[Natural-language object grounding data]
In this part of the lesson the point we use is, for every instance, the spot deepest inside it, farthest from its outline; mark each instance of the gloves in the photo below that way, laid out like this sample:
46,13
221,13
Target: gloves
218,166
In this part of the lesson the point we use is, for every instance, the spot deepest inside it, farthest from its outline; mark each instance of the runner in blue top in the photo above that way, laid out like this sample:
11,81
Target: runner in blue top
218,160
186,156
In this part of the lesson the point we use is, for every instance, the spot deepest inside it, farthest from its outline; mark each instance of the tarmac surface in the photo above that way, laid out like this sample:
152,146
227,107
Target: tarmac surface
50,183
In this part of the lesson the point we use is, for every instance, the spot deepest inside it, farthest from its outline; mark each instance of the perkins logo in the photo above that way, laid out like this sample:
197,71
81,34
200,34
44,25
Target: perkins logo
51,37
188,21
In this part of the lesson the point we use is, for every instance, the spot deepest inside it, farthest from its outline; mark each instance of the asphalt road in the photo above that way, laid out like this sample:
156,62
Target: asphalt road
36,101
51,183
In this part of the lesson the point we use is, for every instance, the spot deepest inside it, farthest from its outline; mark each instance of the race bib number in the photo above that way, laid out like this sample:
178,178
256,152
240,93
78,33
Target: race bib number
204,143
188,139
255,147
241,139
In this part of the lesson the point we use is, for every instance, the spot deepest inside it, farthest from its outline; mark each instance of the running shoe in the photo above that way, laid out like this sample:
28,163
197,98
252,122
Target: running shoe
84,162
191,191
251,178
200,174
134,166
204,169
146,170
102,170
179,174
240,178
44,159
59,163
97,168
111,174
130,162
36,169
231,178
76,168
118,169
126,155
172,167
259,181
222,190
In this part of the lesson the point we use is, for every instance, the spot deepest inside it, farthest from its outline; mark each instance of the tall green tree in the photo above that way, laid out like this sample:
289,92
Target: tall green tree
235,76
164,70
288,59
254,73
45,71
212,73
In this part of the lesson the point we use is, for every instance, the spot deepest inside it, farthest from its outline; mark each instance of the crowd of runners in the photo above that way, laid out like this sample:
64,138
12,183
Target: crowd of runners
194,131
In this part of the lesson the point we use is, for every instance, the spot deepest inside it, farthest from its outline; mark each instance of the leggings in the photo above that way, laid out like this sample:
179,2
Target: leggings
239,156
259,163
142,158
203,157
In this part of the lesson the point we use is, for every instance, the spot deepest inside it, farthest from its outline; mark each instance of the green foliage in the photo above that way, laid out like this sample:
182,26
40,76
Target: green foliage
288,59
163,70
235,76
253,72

◆ Action item:
Each line above must be retyped exactly in the response.

◆ Answer:
In this part of the lesson the point we use is, for every instance, the spot deepest inside it, farthest from its outline; mark each instance of the gloves in the photo below that way, laid out like this sample:
46,13
221,13
Target: gloves
218,166
In this part of the lesson the point we use is, for every instance, the spot deepest inside it, farthest from its outline; mark each instance of the runner in blue top in the photo above that way, laid out like this sample:
11,81
Target: runner in blue top
218,160
186,156
In this part of the lesson the point we use is, for every instance, the spot deepest inside it, farthest from its outline; mark each instance of the tarmac surface in the photo above that way, laid out like this sample:
152,146
227,107
Target: tarmac surface
50,183
In this part of the lesson the point we use is, for every instance, the spot deepest inside it, farthest from its outline; mark each instance of the perkins logo in the photo above that way, laid out like this sample:
197,71
81,34
200,34
44,25
Target: perkins logo
51,37
188,21
In this part of the lesson the point we use is, for every instance, the spot deepest inside it, farthest from its outline; mark each instance of the asphalt road in the photo above that way, laid out like this sample:
156,62
Target: asphalt road
36,101
51,183
In this part of the lesson the point we use is, for every instance, the spot deepest inside it, farthest from its outline; mark each instance of the race bib number in the photo above that way, laid out like this sample:
178,178
256,152
240,93
78,33
Target: race bib number
204,143
188,139
255,147
241,139
In this part of the lesson the point we use is, for every instance, the spot deepest inside it, farthest from its outline; mark each instance of the running shoe in the photo above that way, laid out like this sample:
28,163
197,98
252,122
Target: running shoe
84,162
191,191
251,178
200,174
134,166
204,169
146,170
102,170
179,174
240,178
44,159
59,163
97,168
111,174
130,162
36,169
231,178
76,168
118,169
126,155
172,167
259,181
222,190
In this part of the lesson the point we use is, for every instance, the spot deepest inside it, farthest from its outline; mark each instance of the tall green tree in the photo above that way, laid out like this sample:
289,92
Target: tall green tree
235,76
164,70
288,59
254,73
45,71
212,73
In this part of the lesson the point we use is, for every instance, the spot deepest inside it, farthest from its outline; mark each instance of the crowd of runners in the photo above that way, laid out like this sample:
64,138
12,183
Target: crowd of runners
194,131
In this part of the lesson the point we use is, for every instance, the spot deepest inside it, farthest from its outline; mark each instance of the leggings in the photo above that way, laid out like this sample:
179,2
Target: leggings
239,156
259,163
142,158
203,157
In this part of the lesson the point we use is, for every instance, the spot deepest inside it, farthest from its outline; mark each instance of the green foliage in the photo above that way, laid out like this sample:
182,26
40,76
Target: green foliage
288,59
163,70
235,76
253,72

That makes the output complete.